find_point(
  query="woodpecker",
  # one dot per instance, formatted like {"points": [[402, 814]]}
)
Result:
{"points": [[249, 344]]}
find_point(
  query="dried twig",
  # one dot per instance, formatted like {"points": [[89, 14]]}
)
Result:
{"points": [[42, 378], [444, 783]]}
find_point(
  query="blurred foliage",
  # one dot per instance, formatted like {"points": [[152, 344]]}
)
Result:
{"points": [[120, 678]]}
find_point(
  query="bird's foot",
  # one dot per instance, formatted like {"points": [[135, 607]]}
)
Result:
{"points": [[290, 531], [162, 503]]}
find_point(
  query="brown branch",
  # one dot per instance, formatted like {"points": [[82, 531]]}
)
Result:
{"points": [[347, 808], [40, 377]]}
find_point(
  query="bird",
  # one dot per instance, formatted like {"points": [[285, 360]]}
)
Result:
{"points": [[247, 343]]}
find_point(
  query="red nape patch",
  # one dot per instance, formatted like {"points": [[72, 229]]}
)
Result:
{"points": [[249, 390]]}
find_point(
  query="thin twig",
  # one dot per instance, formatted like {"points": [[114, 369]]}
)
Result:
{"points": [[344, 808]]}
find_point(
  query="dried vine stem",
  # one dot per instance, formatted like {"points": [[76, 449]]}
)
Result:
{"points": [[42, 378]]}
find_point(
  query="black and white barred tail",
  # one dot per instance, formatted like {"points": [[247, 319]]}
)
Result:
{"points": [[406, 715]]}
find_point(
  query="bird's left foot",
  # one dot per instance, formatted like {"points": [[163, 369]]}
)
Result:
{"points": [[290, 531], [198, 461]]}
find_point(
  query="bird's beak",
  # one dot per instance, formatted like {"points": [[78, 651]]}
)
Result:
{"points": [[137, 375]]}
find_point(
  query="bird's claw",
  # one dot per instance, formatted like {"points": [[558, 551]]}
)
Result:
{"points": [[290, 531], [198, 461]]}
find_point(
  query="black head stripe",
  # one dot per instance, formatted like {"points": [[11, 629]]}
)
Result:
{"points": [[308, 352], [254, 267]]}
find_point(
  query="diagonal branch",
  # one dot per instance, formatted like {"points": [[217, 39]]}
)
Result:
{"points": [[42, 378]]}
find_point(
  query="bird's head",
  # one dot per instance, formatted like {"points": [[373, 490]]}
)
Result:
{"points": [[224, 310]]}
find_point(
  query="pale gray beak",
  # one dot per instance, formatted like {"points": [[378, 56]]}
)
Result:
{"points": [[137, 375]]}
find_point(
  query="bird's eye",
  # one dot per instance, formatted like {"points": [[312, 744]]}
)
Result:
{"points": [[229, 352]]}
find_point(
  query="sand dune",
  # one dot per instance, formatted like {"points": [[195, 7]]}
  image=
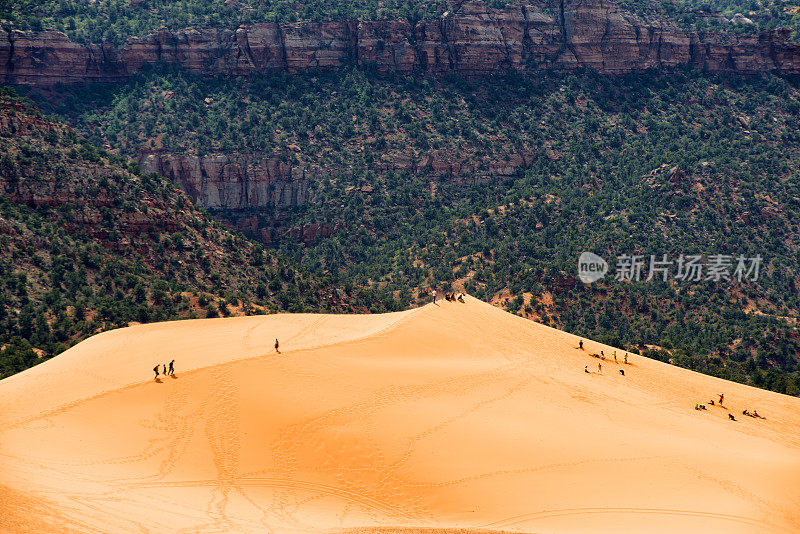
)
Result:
{"points": [[450, 418]]}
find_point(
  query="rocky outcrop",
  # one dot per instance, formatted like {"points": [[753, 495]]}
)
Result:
{"points": [[235, 182], [470, 40], [250, 183]]}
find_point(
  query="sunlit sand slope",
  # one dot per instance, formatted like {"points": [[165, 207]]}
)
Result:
{"points": [[453, 417]]}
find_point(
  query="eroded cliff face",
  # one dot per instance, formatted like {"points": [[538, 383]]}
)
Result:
{"points": [[470, 39], [245, 183]]}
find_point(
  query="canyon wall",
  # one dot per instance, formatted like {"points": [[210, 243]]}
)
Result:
{"points": [[470, 40]]}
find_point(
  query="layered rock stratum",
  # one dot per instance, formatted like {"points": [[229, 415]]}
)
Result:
{"points": [[470, 39]]}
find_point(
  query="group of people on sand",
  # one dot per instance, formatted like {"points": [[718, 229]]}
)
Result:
{"points": [[719, 402], [167, 371], [170, 371]]}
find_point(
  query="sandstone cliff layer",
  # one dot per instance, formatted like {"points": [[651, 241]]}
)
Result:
{"points": [[470, 40], [251, 183]]}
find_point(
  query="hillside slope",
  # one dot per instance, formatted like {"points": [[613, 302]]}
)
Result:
{"points": [[89, 243], [469, 39], [456, 416]]}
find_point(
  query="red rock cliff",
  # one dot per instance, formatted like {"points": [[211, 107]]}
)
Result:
{"points": [[470, 39]]}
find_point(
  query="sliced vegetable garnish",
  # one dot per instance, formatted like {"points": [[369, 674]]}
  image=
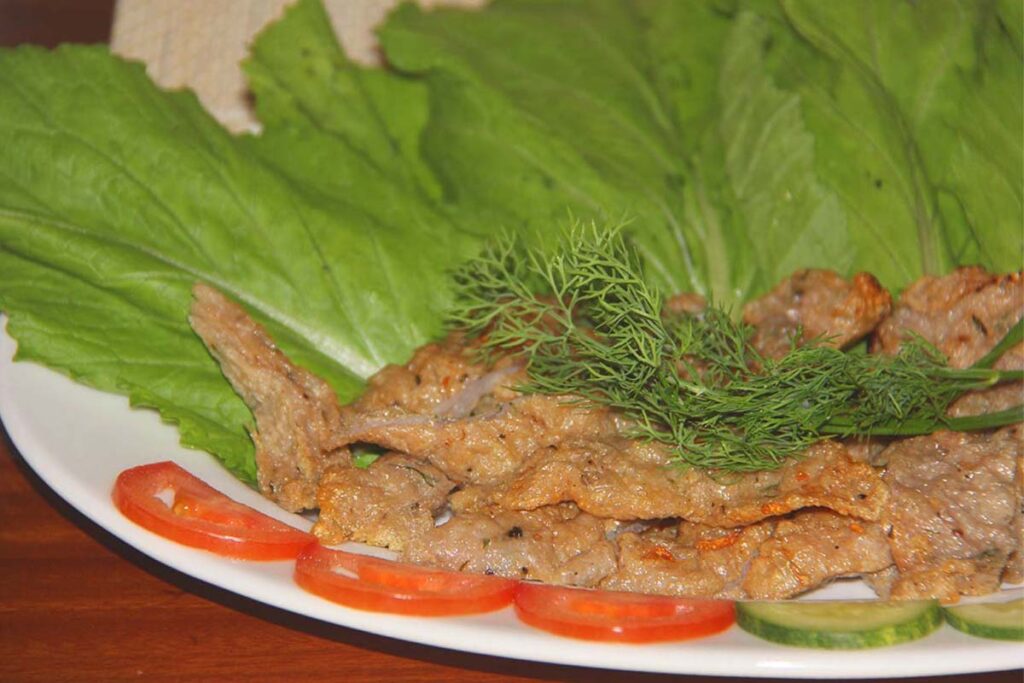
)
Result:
{"points": [[1000, 621], [851, 625], [167, 500], [624, 617], [383, 586]]}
——
WORK INSTRUCTIONS »
Repeat each line of the records above exactly, but do not copy the pictures.

COMPLETE OUTPUT »
find_point(
  query="woodpecker",
  # one dot per instance, formatted like {"points": [[402, 814]]}
)
Result:
{"points": [[249, 344]]}
find_point(
  query="dried twig",
  # one dot per instance, formatted like {"points": [[89, 14]]}
)
Result:
{"points": [[42, 378], [444, 783]]}
find_point(
  query="blurred foliage",
  # one dot per instance, formatted like {"points": [[152, 344]]}
)
Result:
{"points": [[120, 678]]}
find_point(
  query="bird's foot",
  # one dot per instance, formatted like {"points": [[135, 607]]}
)
Result:
{"points": [[290, 531], [162, 503]]}
find_point(
  query="brown branch",
  # one dot per instance, formatted like {"points": [[82, 531]]}
)
Result:
{"points": [[347, 808], [40, 377]]}
find_point(
  query="bird",
  # one dot per instance, formatted like {"points": [[285, 360]]}
)
Result:
{"points": [[247, 343]]}
find_point(
  query="red nape patch",
  # one dot per instance, formatted like {"points": [[72, 229]]}
)
Result:
{"points": [[249, 390]]}
find_point(
  query="thin twig",
  # one dot per instance, formatted like {"points": [[114, 369]]}
)
Result:
{"points": [[344, 808]]}
find_point(
  query="dried vine stem",
  # one dot per instance, formatted like {"points": [[76, 449]]}
)
Result:
{"points": [[42, 378]]}
find_point(
  query="black and white barred tail",
  # one dot per instance, formatted like {"points": [[247, 319]]}
)
Result:
{"points": [[406, 715]]}
find_point(
  query="bird's left foot",
  # one dot per instance, formatted like {"points": [[163, 369]]}
)
Result:
{"points": [[290, 531], [198, 461]]}
find_point(
  query="bird's beak",
  # one dot per instance, formatted like {"points": [[78, 651]]}
)
Result:
{"points": [[137, 375]]}
find_point(
  query="bird's claw",
  # one dot per instance, formatted like {"points": [[558, 551]]}
)
Result:
{"points": [[290, 531], [198, 461]]}
find_point(
  query="black head stripe",
  # one dot per instance, formatted like {"points": [[11, 629]]}
)
Result:
{"points": [[308, 352], [254, 267]]}
find_point(
  query="diagonal branch",
  # one dot per instance, formatted like {"points": [[217, 39]]}
)
Result:
{"points": [[42, 378]]}
find_point(
  query="bird's head",
  # one dot per instance, formatted like {"points": [[373, 490]]}
)
Result:
{"points": [[224, 310]]}
find_point(
  query="pale gray beak",
  # one dot per instance, formatted like {"points": [[378, 56]]}
)
Result:
{"points": [[137, 375]]}
find_point(
  query="bird's eye",
  # one dot per instance, formatted like {"points": [[312, 744]]}
)
Result:
{"points": [[229, 352]]}
find_point(
  query="sand dune",
  # one dot per instance, formatted like {"points": [[195, 7]]}
  image=
)
Result:
{"points": [[450, 418]]}
find_point(
  query="rocky outcrop",
  # one dot per instance, formatted like {"points": [[753, 495]]}
)
Result:
{"points": [[235, 182], [470, 40], [250, 183]]}
find_point(
  query="sunlit sand slope",
  # one dot per instance, formatted like {"points": [[165, 207]]}
)
Result:
{"points": [[453, 417]]}
find_point(
  query="eroded cliff face",
  # one dot per instance, formatted like {"points": [[538, 383]]}
)
Result:
{"points": [[470, 39], [245, 183]]}
find_point(
  query="canyon wall",
  # one dot per instance, formatted like {"points": [[210, 243]]}
)
Result:
{"points": [[470, 40]]}
find_point(
  query="layered rock stratum",
  # one dot per instance, formatted like {"points": [[229, 415]]}
)
Result:
{"points": [[470, 39]]}
find_point(
  query="group of people on sand",
  # one dot per instance, formatted like {"points": [[718, 229]]}
)
Result:
{"points": [[719, 402], [167, 371], [170, 371]]}
find_point(
  query="sandstone cliff layer",
  # one dot per instance, formatted like {"points": [[651, 241]]}
)
Result:
{"points": [[470, 40], [251, 183]]}
find_point(
  query="hillside slope",
  # one dot per instance, formatted like {"points": [[613, 302]]}
)
Result:
{"points": [[89, 243], [469, 39], [456, 416]]}
find_point(
  query="red rock cliff",
  # one dot per instance, formatted like {"points": [[211, 107]]}
)
Result:
{"points": [[470, 39]]}
find_point(
  query="sliced vegetable garnish",
  # one dot per instance, formatted like {"points": [[369, 674]]}
  image=
)
Result:
{"points": [[1000, 621], [851, 625], [167, 500], [624, 617], [383, 586]]}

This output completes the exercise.